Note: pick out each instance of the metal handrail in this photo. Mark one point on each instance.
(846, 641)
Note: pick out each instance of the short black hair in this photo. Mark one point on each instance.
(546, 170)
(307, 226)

## OBJECTIVE
Copy the lines from the one containing "Note: pick out each instance of the short" through the end of the entries, both ends included, without changing them.

## WRITTEN REPLY
Note: pick out each instance of the short black hair in this photo. Mark one point on each instance.
(546, 170)
(307, 226)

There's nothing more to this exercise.